(Text block)
Train a single model that jointly predicts prepayment and default risks.

In [None]:
# === Train Joint DeepHit Model ===
print("=== Training Joint DeepHit Model (Competing Risks) ===")

# Get event codes (0=censored, 1=prepay, 2=default)
event_train = train_df[event_col].values.astype('float32')
event_val = val_df[event_col].values.astype('float32')
event_test = test_df[event_col].values.astype('float32')

print(f"\nEvent distribution (training):")
for code, name in event_names.items():
    count = (event_train == code).sum()
    print(f"  {name} (k={code}): {count:,.0f}")

# Create model (Blumenstock architecture)
in_features = X_train.shape[1]
model = DeepHitNetwork(
    in_features=in_features,
    num_time_bins=NUM_DURATIONS,
    num_causes=2,
    shared_layers=3,
    shared_nodes=300,
    head_layers=5,
    head_nodes=200,
    dropout=DEEPHIT_PARAMS['dropout'],
    batch_norm=DEEPHIT_PARAMS['batch_norm'],
)

# Count parameters
n_params = sum(p.numel() for p in model.parameters() if p.requires_grad)
print(f"\nModel parameters: {n_params:,}")

# Create loss function
criterion = DeepHitLoss(
    alpha=DEEPHIT_PARAMS['alpha'],
    sigma=DEEPHIT_PARAMS['sigma'],
)

# Train model
history = train_deephit(
    model=model,
    criterion=criterion,
    X_train=X_train,
    y_train=duration_train,
    e_train=event_train,
    X_val=X_val,
    y_val=duration_val,
    e_val=event_val,
    time_bins=time_bins_tensor,
    batch_size=DEEPHIT_PARAMS['batch_size'],
    epochs=DEEPHIT_PARAMS['epochs'],
    learning_rate=DEEPHIT_PARAMS['learning_rate'],
    patience=10,
    device=DEVICE,
)

print("\nJoint model training complete!")

In [None]:
# Plot training curves
fig, axes = plt.subplots(1, 3, figsize=(15, 4))

# Total loss
ax = axes[0]
ax.plot(history['train_loss'], label='Train')
ax.plot(history['val_loss'], label='Validation')

(Given problem A)
Quote everything in the listing from its first line down to the line containing "[147,81,172,104]", including both of those lines.
The DeepHit training code and the listing after it come from unrelated sources.

(Stored data)
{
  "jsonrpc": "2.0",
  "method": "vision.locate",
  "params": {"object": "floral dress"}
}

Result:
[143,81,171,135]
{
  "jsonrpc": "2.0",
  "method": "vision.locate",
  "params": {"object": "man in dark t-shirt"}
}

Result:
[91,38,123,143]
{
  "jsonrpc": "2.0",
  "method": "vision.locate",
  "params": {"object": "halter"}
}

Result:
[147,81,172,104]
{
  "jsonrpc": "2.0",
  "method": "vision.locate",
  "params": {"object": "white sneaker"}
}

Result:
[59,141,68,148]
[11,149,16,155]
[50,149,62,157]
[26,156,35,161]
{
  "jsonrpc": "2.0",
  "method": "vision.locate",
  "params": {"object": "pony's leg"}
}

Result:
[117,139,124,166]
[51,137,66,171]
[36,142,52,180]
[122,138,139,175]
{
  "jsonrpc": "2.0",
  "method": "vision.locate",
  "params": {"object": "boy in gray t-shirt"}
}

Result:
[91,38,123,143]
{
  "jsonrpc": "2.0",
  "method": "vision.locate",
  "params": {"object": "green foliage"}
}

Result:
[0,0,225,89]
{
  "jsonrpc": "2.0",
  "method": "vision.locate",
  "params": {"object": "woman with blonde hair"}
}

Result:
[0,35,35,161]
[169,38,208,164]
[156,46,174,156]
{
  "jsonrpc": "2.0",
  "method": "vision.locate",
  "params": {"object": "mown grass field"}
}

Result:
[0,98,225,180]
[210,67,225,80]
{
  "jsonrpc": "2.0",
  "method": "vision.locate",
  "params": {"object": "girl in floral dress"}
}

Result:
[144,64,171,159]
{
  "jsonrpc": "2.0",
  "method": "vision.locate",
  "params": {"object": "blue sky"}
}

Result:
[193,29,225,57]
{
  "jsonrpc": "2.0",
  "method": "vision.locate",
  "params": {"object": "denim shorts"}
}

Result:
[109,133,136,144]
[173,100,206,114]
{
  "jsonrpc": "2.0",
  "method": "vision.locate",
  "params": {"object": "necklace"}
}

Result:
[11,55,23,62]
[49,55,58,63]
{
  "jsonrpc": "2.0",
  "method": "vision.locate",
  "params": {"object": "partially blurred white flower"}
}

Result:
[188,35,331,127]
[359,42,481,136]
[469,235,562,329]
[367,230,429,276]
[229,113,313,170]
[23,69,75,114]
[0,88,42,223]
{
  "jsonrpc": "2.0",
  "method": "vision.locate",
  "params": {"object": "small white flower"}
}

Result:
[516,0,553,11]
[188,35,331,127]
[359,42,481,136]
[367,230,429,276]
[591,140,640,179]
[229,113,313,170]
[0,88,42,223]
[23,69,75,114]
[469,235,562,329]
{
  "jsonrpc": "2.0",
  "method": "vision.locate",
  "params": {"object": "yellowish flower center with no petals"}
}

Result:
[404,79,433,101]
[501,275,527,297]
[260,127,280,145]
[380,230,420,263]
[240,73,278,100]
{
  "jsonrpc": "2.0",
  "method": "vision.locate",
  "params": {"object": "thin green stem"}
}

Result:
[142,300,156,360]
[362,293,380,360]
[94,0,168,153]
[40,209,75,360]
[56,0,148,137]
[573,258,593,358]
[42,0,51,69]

(Given problem B)
Print the part of the DeepHit training code that runs from "event_val = val_df[event_col].values.astype('float32')" down to "(event_train == code).sum()", including both ends.

(Expected output A)
{
  "jsonrpc": "2.0",
  "method": "vision.locate",
  "params": {"object": "floral dress"}
}

Result:
[143,81,171,135]
{
  "jsonrpc": "2.0",
  "method": "vision.locate",
  "params": {"object": "man in dark t-shirt"}
}

Result:
[91,38,123,143]
{
  "jsonrpc": "2.0",
  "method": "vision.locate",
  "params": {"object": "halter"}
}

Result:
[147,81,172,104]

(Expected output B)
event_val = val_df[event_col].values.astype('float32')
event_test = test_df[event_col].values.astype('float32')

print(f"\nEvent distribution (training):")
for code, name in event_names.items():
    count = (event_train == code).sum()